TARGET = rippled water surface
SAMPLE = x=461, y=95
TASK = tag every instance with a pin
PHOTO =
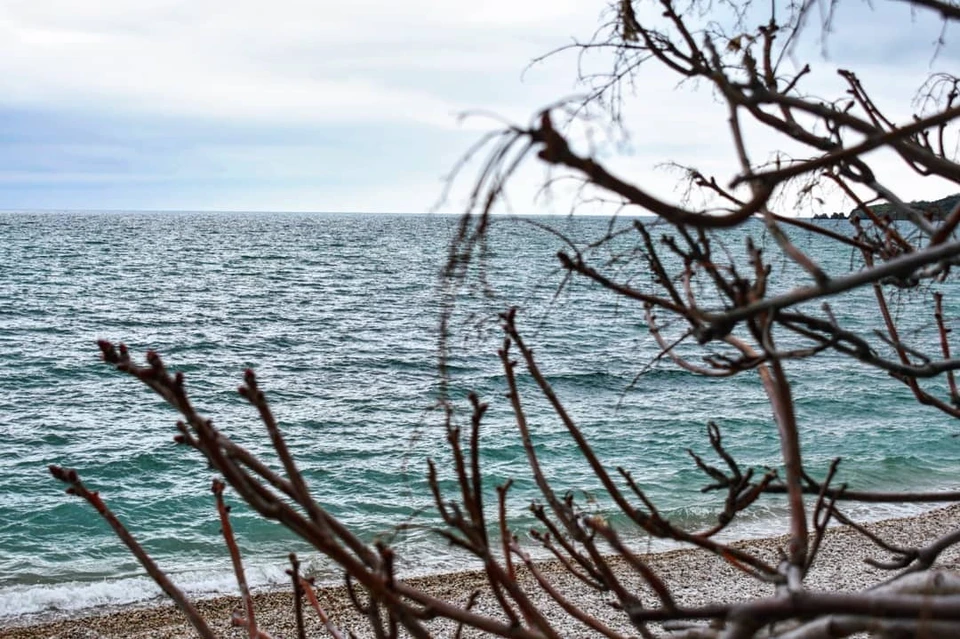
x=338, y=315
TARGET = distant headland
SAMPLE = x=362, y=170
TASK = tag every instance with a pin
x=936, y=210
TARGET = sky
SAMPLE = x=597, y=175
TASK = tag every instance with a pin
x=316, y=105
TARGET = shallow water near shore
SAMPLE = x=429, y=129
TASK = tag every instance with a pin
x=338, y=315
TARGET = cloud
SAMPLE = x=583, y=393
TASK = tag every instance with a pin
x=338, y=106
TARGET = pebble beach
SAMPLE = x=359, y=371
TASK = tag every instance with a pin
x=693, y=576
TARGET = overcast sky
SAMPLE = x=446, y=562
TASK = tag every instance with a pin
x=316, y=105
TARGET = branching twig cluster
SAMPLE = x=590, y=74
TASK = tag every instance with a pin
x=697, y=298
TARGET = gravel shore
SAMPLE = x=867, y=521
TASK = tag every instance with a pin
x=694, y=577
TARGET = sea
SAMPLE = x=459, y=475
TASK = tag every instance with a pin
x=339, y=315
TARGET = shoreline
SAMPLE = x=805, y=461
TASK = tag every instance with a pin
x=693, y=576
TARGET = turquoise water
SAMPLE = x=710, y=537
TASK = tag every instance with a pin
x=338, y=315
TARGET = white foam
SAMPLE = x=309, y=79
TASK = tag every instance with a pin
x=73, y=597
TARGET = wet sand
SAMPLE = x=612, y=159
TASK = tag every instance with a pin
x=694, y=577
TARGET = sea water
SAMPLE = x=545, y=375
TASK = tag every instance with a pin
x=339, y=316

────────────────────────────────────────

Everything from the line with "TARGET = overcast sky" through the line with "SAMPLE = x=309, y=79" in the listing above must be retyped exactly, with nothing added.

Response to this exercise:
TARGET = overcast sky
SAMPLE = x=446, y=562
TASK = tag every instance with a pin
x=316, y=105
TARGET = branching twig cluster
SAMPLE = x=590, y=74
TASK = tag every instance with a pin
x=697, y=298
TARGET = gravel shore
SAMPLE = x=867, y=521
TASK = tag every instance with a pin
x=694, y=577
TARGET = sea
SAMPLE = x=459, y=475
TASK = tag every instance with a pin
x=339, y=315
TARGET = shoreline
SAMPLE = x=805, y=461
TASK = tag every instance with a pin
x=693, y=576
TARGET = turquoise water
SAMPLE = x=710, y=537
TASK = tag every instance with a pin
x=338, y=315
TARGET = white foam
SAMPLE = x=309, y=79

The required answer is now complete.